- [Task objective] Give again everything from the line containing "the sidelight panel?" down to the line containing "[20,620,474,655]", both included and nothing else. Multiply each bounding box coordinate by 2.35, round to whole numbers with halves going up, and leave all other wording unchanged.

- [Material]
# # # #

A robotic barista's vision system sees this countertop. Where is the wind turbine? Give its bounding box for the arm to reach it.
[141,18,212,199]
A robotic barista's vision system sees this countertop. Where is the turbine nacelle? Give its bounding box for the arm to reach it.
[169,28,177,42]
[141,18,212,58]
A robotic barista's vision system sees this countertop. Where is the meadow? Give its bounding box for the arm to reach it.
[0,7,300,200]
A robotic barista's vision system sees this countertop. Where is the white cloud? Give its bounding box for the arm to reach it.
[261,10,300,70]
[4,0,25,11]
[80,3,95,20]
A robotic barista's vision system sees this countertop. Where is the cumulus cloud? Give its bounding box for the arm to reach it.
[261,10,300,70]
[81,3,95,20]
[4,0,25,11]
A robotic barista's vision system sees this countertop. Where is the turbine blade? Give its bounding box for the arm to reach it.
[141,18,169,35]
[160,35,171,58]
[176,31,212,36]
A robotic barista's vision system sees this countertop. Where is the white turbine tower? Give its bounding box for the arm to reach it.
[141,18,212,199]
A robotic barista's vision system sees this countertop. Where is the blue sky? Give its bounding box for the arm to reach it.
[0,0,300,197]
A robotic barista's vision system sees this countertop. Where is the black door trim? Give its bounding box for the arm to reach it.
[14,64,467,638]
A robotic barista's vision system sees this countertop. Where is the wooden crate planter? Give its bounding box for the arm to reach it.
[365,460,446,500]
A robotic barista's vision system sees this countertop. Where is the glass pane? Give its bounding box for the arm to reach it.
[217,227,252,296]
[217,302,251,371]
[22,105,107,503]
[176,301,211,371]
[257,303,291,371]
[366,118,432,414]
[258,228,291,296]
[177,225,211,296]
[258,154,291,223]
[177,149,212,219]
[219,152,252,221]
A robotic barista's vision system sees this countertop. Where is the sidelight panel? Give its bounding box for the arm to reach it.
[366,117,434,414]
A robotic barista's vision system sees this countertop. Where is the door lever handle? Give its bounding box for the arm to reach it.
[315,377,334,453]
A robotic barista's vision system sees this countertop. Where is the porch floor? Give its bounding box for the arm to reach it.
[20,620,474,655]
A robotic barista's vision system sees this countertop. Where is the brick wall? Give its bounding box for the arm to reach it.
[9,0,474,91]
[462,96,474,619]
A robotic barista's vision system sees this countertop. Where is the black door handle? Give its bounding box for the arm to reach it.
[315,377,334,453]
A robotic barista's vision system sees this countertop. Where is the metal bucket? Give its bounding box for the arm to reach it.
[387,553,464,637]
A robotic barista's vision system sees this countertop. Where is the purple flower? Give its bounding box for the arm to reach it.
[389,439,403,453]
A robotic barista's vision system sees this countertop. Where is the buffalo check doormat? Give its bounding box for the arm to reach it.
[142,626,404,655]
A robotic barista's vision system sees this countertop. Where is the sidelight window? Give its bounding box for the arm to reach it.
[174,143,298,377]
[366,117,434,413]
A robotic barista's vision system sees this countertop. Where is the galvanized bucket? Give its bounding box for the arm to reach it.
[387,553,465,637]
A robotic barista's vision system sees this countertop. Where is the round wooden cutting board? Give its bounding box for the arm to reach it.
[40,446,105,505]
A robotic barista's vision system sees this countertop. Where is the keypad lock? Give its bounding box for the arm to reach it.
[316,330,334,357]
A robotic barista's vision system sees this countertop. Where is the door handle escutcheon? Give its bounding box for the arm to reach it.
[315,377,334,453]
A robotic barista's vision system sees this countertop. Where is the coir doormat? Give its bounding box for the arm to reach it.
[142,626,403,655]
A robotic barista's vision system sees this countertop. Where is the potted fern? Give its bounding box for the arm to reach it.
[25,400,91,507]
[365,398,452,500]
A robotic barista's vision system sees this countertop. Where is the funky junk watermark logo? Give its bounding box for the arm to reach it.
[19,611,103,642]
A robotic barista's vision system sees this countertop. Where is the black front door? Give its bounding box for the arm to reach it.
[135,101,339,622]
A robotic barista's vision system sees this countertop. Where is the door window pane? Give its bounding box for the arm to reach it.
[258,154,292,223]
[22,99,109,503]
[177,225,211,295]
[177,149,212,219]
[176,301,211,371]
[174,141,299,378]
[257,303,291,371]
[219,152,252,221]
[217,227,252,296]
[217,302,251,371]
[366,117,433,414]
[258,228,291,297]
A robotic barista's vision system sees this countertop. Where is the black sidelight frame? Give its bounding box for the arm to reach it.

# # # #

- [Completed exercise]
A robotic barista's vision system sees this countertop. Where is the sidelight panel? Give its bounding box for the arm to reach it.
[860,275,1020,973]
A robotic barista's vision system sees this countertop. Where is the door lever handle? Give its bounding box for the arm to reach it.
[740,886,785,1065]
A robotic barista's vision system sees this countertop. Where is the porch floor? Give its bounding box for the arm to reach it.
[47,1457,1114,1539]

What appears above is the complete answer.